===== GIVEN TEXT =====

Anna’s Recipe Box

Entries tagged as ‘Soup’

Tomato and Spinach Soup

May 27, 2009 · 6 Comments

Tomato-Spinach Soup

Tomato-Spinach Soup

This was a completely unexpected and impromptu soup. I’m sure you’ve noticed that I’m not much into soup since I have so few soup recipes. But this just came together suddenly, since I didn’t even get into to the kitchen until about 8 in the evening. What can I say, I was bored so I started cooking. ;) I had some things I wanted to use up before they go bad and wanted something easy, light, healthy, and packed with nutrients. And since I’m fond of throwing a bunch of stuff in one pot and seeing what develops, I got a really yummy soup that is perfect for this cold and rainy weather. I hope, one of these days we’ll have spring.

=====

- EXERCISES:
1. From the soup post above, set down the passage starting with "Anna’s Recipe Box" and going on through "we’ll have spring.".
2. Answer the following from the soup post:
(a) On what date was the post published?
(b) How many comments does the post show?
(c) At about what time did the writer get into the kitchen?

===== SUPPLIED ENTRIES =====

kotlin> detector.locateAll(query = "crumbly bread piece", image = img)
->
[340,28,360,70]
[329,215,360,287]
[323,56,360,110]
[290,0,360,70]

=====

- WORKED SOLUTIONS:
1.
Anna’s Recipe Box

Entries tagged as ‘Soup’

Tomato and Spinach Soup

May 27, 2009 · 6 Comments

Tomato-Spinach Soup

Tomato-Spinach Soup

This was a completely unexpected and impromptu soup. I’m sure you’ve noticed that I’m not much into soup since I have so few soup recipes. But this just came together suddenly, since I didn’t even get into to the kitchen until about 8 in the evening. What can I say, I was bored so I started cooking. ;) I had some things I wanted to use up before they go bad and wanted something easy, light, healthy, and packed with nutrients. And since I’m fond of throwing a bunch of stuff in one pot and seeing what develops, I got a really yummy soup that is perfect for this cold and rainy weather. I hope, one of these days we’ll have spring.

2.
(a) May 27, 2009
(b) 6
(c) About 8 in the evening